═════ Records to process

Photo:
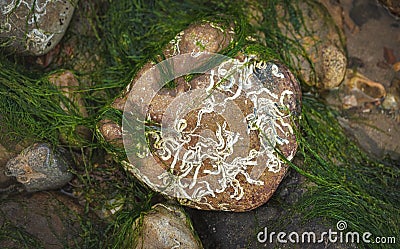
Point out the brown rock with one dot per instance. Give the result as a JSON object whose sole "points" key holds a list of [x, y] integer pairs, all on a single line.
{"points": [[210, 141], [392, 5], [111, 132], [323, 42], [165, 226], [42, 220], [33, 27]]}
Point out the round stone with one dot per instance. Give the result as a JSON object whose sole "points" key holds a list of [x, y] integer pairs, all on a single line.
{"points": [[33, 27], [215, 141], [39, 167]]}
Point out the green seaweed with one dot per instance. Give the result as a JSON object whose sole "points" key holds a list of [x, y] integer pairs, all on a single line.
{"points": [[350, 185]]}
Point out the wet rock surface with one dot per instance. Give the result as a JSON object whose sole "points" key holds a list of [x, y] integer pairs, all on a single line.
{"points": [[225, 230], [40, 167], [166, 226], [202, 162], [46, 220], [34, 27], [392, 5], [323, 42]]}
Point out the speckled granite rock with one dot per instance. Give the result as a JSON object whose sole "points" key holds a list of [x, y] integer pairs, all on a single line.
{"points": [[39, 167], [165, 226], [322, 41], [212, 144], [33, 27]]}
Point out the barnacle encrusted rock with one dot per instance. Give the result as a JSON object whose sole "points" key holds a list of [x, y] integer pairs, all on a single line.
{"points": [[214, 140], [322, 42], [165, 226], [33, 27], [40, 167]]}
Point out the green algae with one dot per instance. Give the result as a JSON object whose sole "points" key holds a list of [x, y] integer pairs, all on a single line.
{"points": [[350, 185]]}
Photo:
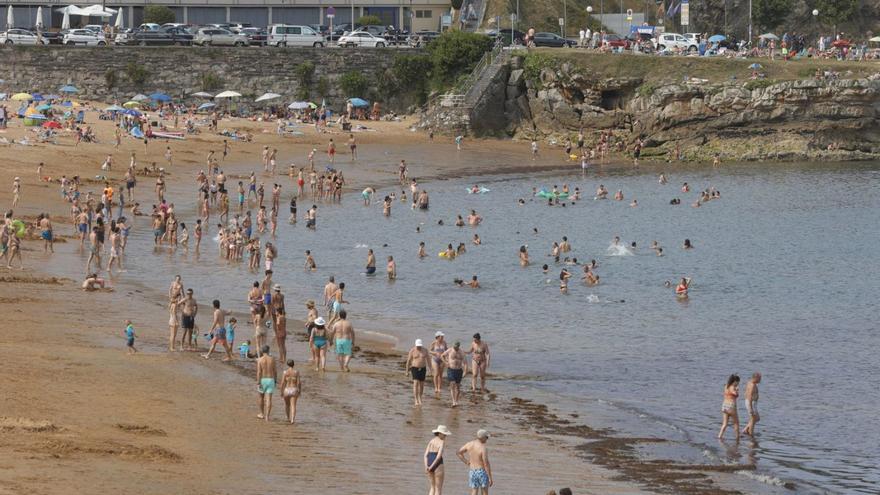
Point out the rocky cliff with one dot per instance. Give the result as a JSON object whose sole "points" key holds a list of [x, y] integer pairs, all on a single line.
{"points": [[755, 119]]}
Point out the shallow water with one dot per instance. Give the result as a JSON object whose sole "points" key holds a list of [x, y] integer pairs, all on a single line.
{"points": [[784, 269]]}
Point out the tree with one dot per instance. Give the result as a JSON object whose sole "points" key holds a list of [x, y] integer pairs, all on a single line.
{"points": [[769, 14], [455, 52], [158, 14], [836, 11], [369, 20]]}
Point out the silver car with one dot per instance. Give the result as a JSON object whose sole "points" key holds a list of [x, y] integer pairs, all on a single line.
{"points": [[211, 36], [20, 37]]}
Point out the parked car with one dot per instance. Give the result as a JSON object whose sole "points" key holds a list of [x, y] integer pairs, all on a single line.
{"points": [[422, 38], [19, 37], [616, 41], [219, 37], [256, 36], [361, 38], [283, 35], [85, 37], [552, 39], [676, 42], [163, 36]]}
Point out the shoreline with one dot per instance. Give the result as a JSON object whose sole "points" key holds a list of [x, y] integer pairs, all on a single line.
{"points": [[381, 361]]}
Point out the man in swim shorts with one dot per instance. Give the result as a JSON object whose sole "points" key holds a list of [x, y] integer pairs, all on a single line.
{"points": [[477, 459], [266, 378], [417, 366], [454, 359], [343, 338]]}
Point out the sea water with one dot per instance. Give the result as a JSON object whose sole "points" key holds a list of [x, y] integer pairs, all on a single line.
{"points": [[784, 270]]}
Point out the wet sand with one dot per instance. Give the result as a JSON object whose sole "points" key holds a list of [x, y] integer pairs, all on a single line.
{"points": [[80, 416]]}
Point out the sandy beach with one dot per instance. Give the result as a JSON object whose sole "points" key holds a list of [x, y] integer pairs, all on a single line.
{"points": [[80, 416]]}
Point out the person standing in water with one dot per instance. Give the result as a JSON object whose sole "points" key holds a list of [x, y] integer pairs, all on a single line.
{"points": [[751, 398], [291, 389], [267, 377], [476, 456], [417, 366], [728, 408], [479, 362], [434, 459]]}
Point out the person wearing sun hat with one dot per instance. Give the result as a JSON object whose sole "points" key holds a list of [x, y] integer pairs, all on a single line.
{"points": [[480, 471], [417, 366], [434, 459]]}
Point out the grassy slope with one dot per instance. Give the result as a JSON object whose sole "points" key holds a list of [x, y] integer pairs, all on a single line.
{"points": [[659, 70]]}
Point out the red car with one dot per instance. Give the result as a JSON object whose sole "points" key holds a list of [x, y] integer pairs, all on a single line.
{"points": [[615, 41]]}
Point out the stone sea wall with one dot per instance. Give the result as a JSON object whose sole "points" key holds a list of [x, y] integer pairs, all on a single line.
{"points": [[117, 73]]}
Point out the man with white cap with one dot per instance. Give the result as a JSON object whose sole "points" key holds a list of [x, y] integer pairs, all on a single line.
{"points": [[480, 472], [417, 366]]}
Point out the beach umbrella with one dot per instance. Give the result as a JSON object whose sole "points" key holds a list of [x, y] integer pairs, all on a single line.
{"points": [[267, 97], [120, 22], [228, 94]]}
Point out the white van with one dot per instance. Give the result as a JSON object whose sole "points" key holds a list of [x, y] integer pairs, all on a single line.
{"points": [[284, 35]]}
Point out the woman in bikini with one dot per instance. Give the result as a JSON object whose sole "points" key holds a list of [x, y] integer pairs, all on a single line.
{"points": [[438, 347], [291, 388], [728, 407], [434, 460], [479, 362]]}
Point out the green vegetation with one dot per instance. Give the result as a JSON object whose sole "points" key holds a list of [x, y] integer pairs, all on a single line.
{"points": [[535, 63], [305, 75], [210, 81], [136, 73], [158, 14], [110, 78], [769, 14], [455, 53], [354, 84], [369, 20]]}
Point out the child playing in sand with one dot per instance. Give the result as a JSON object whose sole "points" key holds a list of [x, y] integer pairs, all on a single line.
{"points": [[129, 337]]}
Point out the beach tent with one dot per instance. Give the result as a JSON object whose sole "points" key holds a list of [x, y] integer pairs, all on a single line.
{"points": [[228, 94], [267, 97]]}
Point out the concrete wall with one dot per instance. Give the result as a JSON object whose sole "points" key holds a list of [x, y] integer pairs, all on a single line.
{"points": [[179, 71]]}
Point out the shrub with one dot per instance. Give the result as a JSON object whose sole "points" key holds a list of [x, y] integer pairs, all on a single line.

══════════

[Exercise]:
Copy the entries above faithfully and omit every image.

[Result for this exercise]:
Photo:
Point out the brown rock with one dot per instance. Give the result as a JSON object whose sole "points" key holds a list of [x, y] integer pairs, all on a single line.
{"points": [[210, 141], [392, 5], [111, 132], [323, 42], [165, 226], [42, 220], [33, 27]]}
Point out the round stone with one dot per instance. Give the result as a JSON object whose sole "points" key holds a list of [x, y] integer pairs, all on a single line.
{"points": [[33, 27], [215, 141], [39, 167]]}
Point out the green seaweed with one dot per instance. Give the result as a JSON object whose sole "points" key holds a list of [x, y] integer pairs, all on a single line.
{"points": [[350, 185]]}
Point out the wet rock surface with one dot per instance. Give the result as a JSON object whose sole "points" key holds a list of [x, y] integer pairs, all on a single line.
{"points": [[225, 230], [40, 167], [166, 226], [202, 162], [46, 220], [34, 27], [392, 5], [323, 42]]}
Point out the speckled granite rock with one dot per instance. Give the result as a JSON object whose sole "points" key holds a list of [x, y] integer pairs, all on a single line.
{"points": [[39, 167], [165, 226], [322, 41], [212, 144], [33, 27]]}
Point out the barnacle encrusted rock with one dot per instance. Give the result as a JSON object whose sole "points" key holds a list of [x, y] integer pairs, all on a single line.
{"points": [[214, 140], [322, 42], [165, 226], [33, 27], [40, 167]]}
Point out the green algae with one dot per instance. Give the result as a JSON object whose sole "points" key holds a list of [x, y] integer pairs, all on a single line.
{"points": [[350, 185]]}
Photo:
Point out the rocky cliff with one dot per instance. Give the result as a JSON object whose sole "points" key holds a list of [x, y] integer pairs, all on a single line.
{"points": [[755, 119]]}
Point out the shallow water with one dot per instance. Give the result as a JSON object whose sole "points" key holds a list of [x, y] integer pairs, all on a single line.
{"points": [[784, 269]]}
Point out the tree with one dot per instance. Give the result as a JSON object whose sole "points" key holds a list of [x, y] integer pairs, all on a single line.
{"points": [[769, 14], [455, 52], [158, 14], [836, 11], [369, 20]]}
Point out the silver car with one dot per instance. Give the result as a JSON object whose sole "points" key holds a list of [x, y] integer pairs, all on a single line.
{"points": [[211, 36], [20, 37]]}
Point out the parked car with one dot per instance. Give the result as a JSON object whose sole "points" key holds a list of [x, y] integer pairs, all on a single line.
{"points": [[422, 38], [19, 37], [616, 41], [219, 37], [256, 36], [361, 38], [283, 35], [85, 37], [552, 39], [676, 42], [163, 36]]}
Point out the shoreline with one dot per instance. Give the result as a JSON object whose sole "points" key holds a list of [x, y] integer pairs, all on a single line.
{"points": [[381, 361]]}
Point out the man in swim shorts with one dot per instance. Give the result as a JSON object whose sole "points" key holds a list of [x, y] integer pairs, all on a single line.
{"points": [[477, 459], [266, 378], [417, 366], [454, 359], [343, 338]]}
Point out the sea water with one dot per instance. Give the result as a JSON object whose sole "points" key holds a list of [x, y] integer pairs, all on a single line.
{"points": [[784, 270]]}
Point out the wet sand with one dot per instance. Give the result as a JSON object whose sole "points" key holds a list of [x, y] integer pairs, all on a single line.
{"points": [[80, 416]]}
Point out the sandy beach with one dot per instance. Give the result as a JSON object whose sole "points" key holds a list of [x, y] integer pairs, all on a single line.
{"points": [[80, 416]]}
Point out the person standing in water with one dot per instance. Give the result as a JSON object whose sole "points" key holds a list of [x, y] integer pairs, all on a single line.
{"points": [[751, 398], [291, 389], [267, 377], [476, 456], [417, 366], [728, 408], [479, 362], [434, 459]]}
Point out the person wearing sun hat with one dot per instance. Give the result as a JSON object whose sole "points" key holds a list of [x, y] integer pairs, all on a single line.
{"points": [[480, 471], [417, 366], [434, 459]]}
Point out the grassy slope with one dot per instance. Give the result as a JSON object whose sole "points" key holds a list of [x, y] integer pairs, all on a single line.
{"points": [[659, 70]]}
Point out the red car with one dot per instance. Give the result as a JSON object whose sole "points" key holds a list of [x, y] integer pairs, all on a single line.
{"points": [[615, 41]]}
Point out the stone sea wall with one dot per instance. Give the result as a JSON object whose sole "points" key holds a list of [x, y] integer pairs, all on a single line.
{"points": [[117, 73]]}
Point out the man with white cap with one dot per instance. Give the result as a JSON object whose sole "points" key holds a list of [x, y] integer pairs, all on a single line.
{"points": [[480, 472], [417, 366]]}
Point out the beach umbrella with one dot per instance. Give the result as a JSON object whose sole "points" key holds a list of [x, y] integer pairs, all on a single line.
{"points": [[267, 97], [120, 22], [228, 94]]}
Point out the white van with one dot per instance. Give the result as a JSON object whose sole "points" key holds a list of [x, y] integer pairs, all on a single line.
{"points": [[284, 35]]}
Point out the woman in bikini with one dot per instance. Give the result as a JSON object whose sole "points" key holds a list of [x, y] integer pairs, all on a single line.
{"points": [[438, 347], [291, 388], [728, 407], [434, 460], [479, 362]]}
Point out the green vegetation with one dot per instance. Give the result as a JSON object whose sole "points" key holds a list of [x, y] integer pairs, all on a single line.
{"points": [[535, 63], [305, 75], [210, 81], [136, 73], [158, 14], [110, 78], [769, 14], [455, 53], [354, 84], [369, 20]]}
Point out the child playing in sand with one dot per instance. Give the result as a JSON object whose sole "points" key holds a list of [x, y] integer pairs, all on a single line.
{"points": [[129, 337]]}
Point out the beach tent with one dot per instance. Give the result as a JSON object whose sole "points" key holds a list of [x, y] integer pairs, all on a single line.
{"points": [[228, 94], [267, 97]]}
Point out the concrete wall with one dot per instance. Give the result as a JSON object whose sole "points" key holds a list of [x, y] integer pairs, all on a single line.
{"points": [[179, 71]]}
Point out the shrub with one dot per instance. Give the result as a JSON object whose sole "points" key holds a list of [x, y] integer pairs, all on a single line.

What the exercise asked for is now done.